((

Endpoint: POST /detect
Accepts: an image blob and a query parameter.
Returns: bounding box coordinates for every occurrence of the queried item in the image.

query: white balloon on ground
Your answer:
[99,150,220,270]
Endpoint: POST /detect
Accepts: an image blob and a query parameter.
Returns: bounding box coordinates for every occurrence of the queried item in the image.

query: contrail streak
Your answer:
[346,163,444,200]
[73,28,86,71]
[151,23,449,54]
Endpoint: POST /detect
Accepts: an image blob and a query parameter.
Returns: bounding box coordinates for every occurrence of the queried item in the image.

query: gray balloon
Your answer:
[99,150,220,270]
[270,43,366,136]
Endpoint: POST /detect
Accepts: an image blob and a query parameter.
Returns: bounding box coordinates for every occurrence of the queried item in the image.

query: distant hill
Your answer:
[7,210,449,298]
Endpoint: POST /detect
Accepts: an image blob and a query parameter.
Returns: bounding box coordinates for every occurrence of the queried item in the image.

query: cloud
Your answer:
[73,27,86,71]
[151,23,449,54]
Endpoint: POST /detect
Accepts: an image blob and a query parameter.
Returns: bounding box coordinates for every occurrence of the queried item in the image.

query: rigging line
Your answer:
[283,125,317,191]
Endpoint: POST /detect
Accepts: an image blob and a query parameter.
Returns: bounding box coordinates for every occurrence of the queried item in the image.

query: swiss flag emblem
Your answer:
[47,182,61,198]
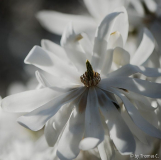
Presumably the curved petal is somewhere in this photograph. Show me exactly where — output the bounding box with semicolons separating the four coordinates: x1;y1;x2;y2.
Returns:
25;46;80;83
130;0;144;17
97;77;161;98
97;89;135;155
121;106;149;145
111;6;129;46
18;87;85;131
107;64;161;77
101;49;113;75
36;10;96;35
91;37;107;72
1;88;59;112
105;88;161;139
79;33;93;61
35;71;51;87
79;87;104;150
119;89;155;111
44;103;74;147
113;47;130;66
57;95;87;159
130;28;155;65
108;31;123;49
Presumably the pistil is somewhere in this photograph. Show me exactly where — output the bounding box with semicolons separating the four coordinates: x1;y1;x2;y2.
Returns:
80;60;101;87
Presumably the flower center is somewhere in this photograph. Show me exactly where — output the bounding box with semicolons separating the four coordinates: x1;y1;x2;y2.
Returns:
80;60;101;87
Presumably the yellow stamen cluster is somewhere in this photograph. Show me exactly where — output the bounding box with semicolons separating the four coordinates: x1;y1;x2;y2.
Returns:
80;60;101;87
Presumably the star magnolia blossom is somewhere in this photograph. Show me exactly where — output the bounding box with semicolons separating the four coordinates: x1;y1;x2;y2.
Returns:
1;8;161;160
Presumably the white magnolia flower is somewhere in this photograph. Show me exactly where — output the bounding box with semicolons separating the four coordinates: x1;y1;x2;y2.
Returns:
1;8;161;160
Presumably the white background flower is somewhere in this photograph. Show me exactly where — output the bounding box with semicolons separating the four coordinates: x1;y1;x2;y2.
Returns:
2;8;161;159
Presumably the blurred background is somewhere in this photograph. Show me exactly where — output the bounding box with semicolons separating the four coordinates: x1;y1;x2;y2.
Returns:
0;0;87;98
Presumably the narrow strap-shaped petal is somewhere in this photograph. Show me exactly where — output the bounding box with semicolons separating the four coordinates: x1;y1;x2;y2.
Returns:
96;7;128;44
79;33;93;61
113;47;130;66
18;87;85;131
1;88;60;112
107;64;161;77
36;10;96;35
130;0;144;17
35;71;51;87
79;87;104;150
25;46;80;83
97;89;135;155
61;23;86;73
97;117;115;160
130;28;155;65
101;49;113;75
98;77;161;98
104;88;161;139
121;109;148;145
119;89;155;111
44;103;74;147
57;90;88;159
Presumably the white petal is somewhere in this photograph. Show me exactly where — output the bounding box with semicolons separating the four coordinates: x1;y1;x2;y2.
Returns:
101;49;113;76
36;11;96;35
18;87;85;131
41;39;69;62
120;89;155;111
97;89;135;155
35;71;51;87
25;46;80;83
79;87;104;150
91;37;107;72
105;88;161;139
107;64;161;77
57;97;87;159
1;88;59;112
111;6;129;46
44;103;73;147
143;0;157;13
108;31;123;49
98;117;115;160
130;28;155;65
121;107;148;145
98;77;161;98
130;0;144;16
113;47;130;66
79;33;93;61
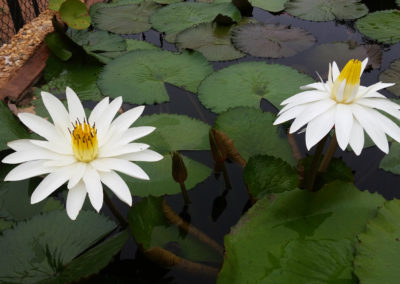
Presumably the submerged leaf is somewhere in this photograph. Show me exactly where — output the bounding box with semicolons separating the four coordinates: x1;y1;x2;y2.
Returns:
98;50;213;104
232;23;315;58
285;0;368;21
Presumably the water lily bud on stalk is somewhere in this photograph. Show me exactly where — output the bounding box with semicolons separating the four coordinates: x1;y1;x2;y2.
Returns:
2;87;163;220
274;58;400;155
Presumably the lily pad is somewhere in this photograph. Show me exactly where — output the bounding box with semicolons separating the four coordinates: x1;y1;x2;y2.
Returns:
0;101;29;151
356;10;400;44
354;200;400;284
198;62;313;113
176;23;245;61
243;155;298;199
128;197;221;262
58;0;91;30
215;107;295;166
150;2;241;39
285;0;368;22
90;1;160;34
0;210;115;283
217;182;384;284
98;50;213;104
379;59;400;96
232;23;315;58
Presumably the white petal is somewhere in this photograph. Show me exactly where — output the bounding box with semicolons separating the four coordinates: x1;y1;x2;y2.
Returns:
289;99;336;133
83;166;103;212
335;104;353;151
91;158;150;180
349;119;364;156
96;97;122;144
66;87;86;123
4;161;52;181
66;182;86;220
67;162;86;189
98;143;150;158
89;97;109;125
41;92;70;134
306;108;335;150
351;104;389;154
31;169;69;204
118;149;164;162
100;171;132;206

))

(Your instructions) Copy out all the data without changing anything, and drop the pictures.

(Solution below)
Endpoint: POST /detect
Accepts: an image blob and a query parameter.
Returns: bounding box coordinates for every occurrence of the queried item in the image.

query: white balloon on ground
Your answer:
[99,150,220,270]
Endpoint: POST /detect
Accepts: an image blob and a query parameter.
Returns: bounding box coordinates for every occurrence of the queried item in the image.

query: contrail streak
Your answer:
[346,163,444,200]
[73,28,86,71]
[151,23,449,54]
Endpoint: POST /detect
Accepts: an image blob and a query parameter.
Returns: bounding box coordinates for every occurrence of the queried item in the image.

query: gray balloon
Your answer:
[99,150,220,270]
[270,43,366,136]
Endpoint: POST /detect
Accepts: an image blob and a query parameter.
Returns: bounding box coordinates for every occurrence of the queried item in the image.

query: distant hill
Your answer:
[7,210,449,298]
Endpoint: POST /detect
Accepts: an image blob and a query parameter.
Returns: bounding box coordinates for every occurrence of the queried item in the image.

query: cloud
Your answer:
[73,27,86,71]
[151,23,449,54]
Endpoint: POST /detect
Accepts: an image blob and a query parameter.
Returns: bounding box coordinates for every occurrence of the queried item in the image.

query: rigging line
Your answer:
[283,125,317,191]
Endpoint: POST /detect
Accepts: an image blob and a query parameter.
Returns: bounding box coordinates for every occurrence of the queried item in the image.

query: swiss flag emblem
Your answer:
[47,182,61,198]
Presumably the curved petal is somewhere in this photograph. Show me exactly where — output the bounding box with semicolons separating the four coordinates: x1;y1;x2;y2.
Returns:
25;46;80;83
130;0;144;17
97;77;161;98
97;89;135;155
121;106;149;145
111;6;129;46
18;87;85;131
107;64;161;77
101;49;113;75
36;10;96;35
91;37;107;72
1;88;59;112
105;88;161;139
79;33;93;61
35;71;51;87
79;87;104;150
119;89;155;111
44;103;74;147
113;47;130;66
57;95;87;159
130;28;155;65
108;31;123;49
Presumably the pistil is somewhere in this photograph. Show me exactly where — output the bounding box with semicolons separating the four coordinates: x1;y1;x2;y2.
Returns:
80;60;101;87
Presumably the flower center is somewhere in this photograph. Show me exactly where — output the bounding box with semicolons separating the four coordinates: x1;y1;x2;y2.
Returns:
80;60;101;87
Presumably the yellow stamen cluster is somewhere in this photograph. Show me exactly where — output the bounding box with semicolons separating the four coordinates: x1;y1;x2;y2.
Returns:
80;60;101;87
Presumably the star magnolia blossom is somewhere in this photograph. Show me exactly where — output the bounding box with semicolons separating the four coordinates: x1;y1;x2;y2.
Returns:
1;8;161;160
Presumably the white magnolia flower is somewhere in this photograph. Show me exactly where — output the bounding box with semicolons separating the four coordinates: x1;y1;x2;y2.
Returns:
1;8;161;160
Presumably the white background flower is somewhere in this photograph. Show me exactly where — output the bounding box with semicolons separating the four coordinates: x1;y1;x2;y2.
Returns:
2;8;161;159
Presumably the blurred background is somewhere in this photograph. Show me exactly where — output the bounding box with semicolons separating the four coordinates: x1;y1;x2;y2.
Returns:
0;0;87;98
Presumably the narrow strap-shaped petal is somewhere in this photograph. Show me exactly where — output the bounding box with semicolons separating the four coordinates: x1;y1;x2;y2.
Returns:
96;7;128;44
79;33;93;61
113;47;130;66
18;87;85;131
1;88;60;112
107;64;161;77
36;10;96;35
130;0;144;17
35;71;51;87
79;87;104;150
25;46;80;83
97;89;135;155
61;23;86;73
97;117;115;160
130;28;155;65
101;49;113;75
98;77;161;98
104;88;161;139
121;109;148;145
119;89;155;111
44;103;74;147
57;90;88;159
Presumably the white petal is somewhere in this photograph. Show me exactly where — output the bounding box with semicolons separating the four coordinates: x1;y1;x2;y2.
Returns:
101;49;113;76
36;11;96;35
18;87;85;131
41;39;69;62
120;89;155;111
97;89;135;155
35;71;51;87
25;46;80;83
79;87;104;150
91;37;107;72
105;88;161;139
107;64;161;77
57;97;87;159
1;88;59;112
111;6;129;46
44;103;73;147
143;0;157;13
108;31;123;49
98;117;115;160
130;28;155;65
121;107;148;145
98;77;161;98
130;0;144;16
113;47;130;66
79;33;93;61
Presumably the submerged leaf is somewhere in this photograph. Show me exactly where — output the bounding box with semicolons separating the four coordinates: x1;y1;x2;y2.
Returns:
98;50;213;104
232;23;315;58
285;0;368;21
Presumably the water lily bud on stalk is somewhere in this photograph. Show me exactly where — output the bounding box with semicolons separating the four coordinates: x1;y1;x2;y2.
Returns:
2;87;163;220
274;58;400;155
Presumably the lily pad is somewhere in this photograph. Show me exactly where — output the bounding box with semicolons separating the four coordinates: x1;y1;x2;y2.
Returns:
0;101;29;151
356;10;400;44
354;200;400;284
198;62;313;113
176;23;245;61
243;155;298;199
128;197;221;262
58;0;91;30
215;107;295;166
150;2;241;39
285;0;368;22
90;1;160;34
0;210;115;283
217;182;384;284
98;50;213;104
379;59;400;96
232;23;315;58
Presumably the white petal is somewhere in this photograph. Show me exactly where — output the bounding box with semicolons separating the four coordinates: x1;y1;x2;y2.
Returns:
289;99;336;133
83;166;103;212
335;104;353;151
91;158;150;180
349;119;364;156
96;97;122;144
66;87;86;123
4;161;52;181
66;182;86;220
67;162;86;189
98;143;150;158
89;97;109;125
41;92;70;134
306;108;335;150
351;104;389;154
31;169;69;204
118;149;164;162
100;171;132;206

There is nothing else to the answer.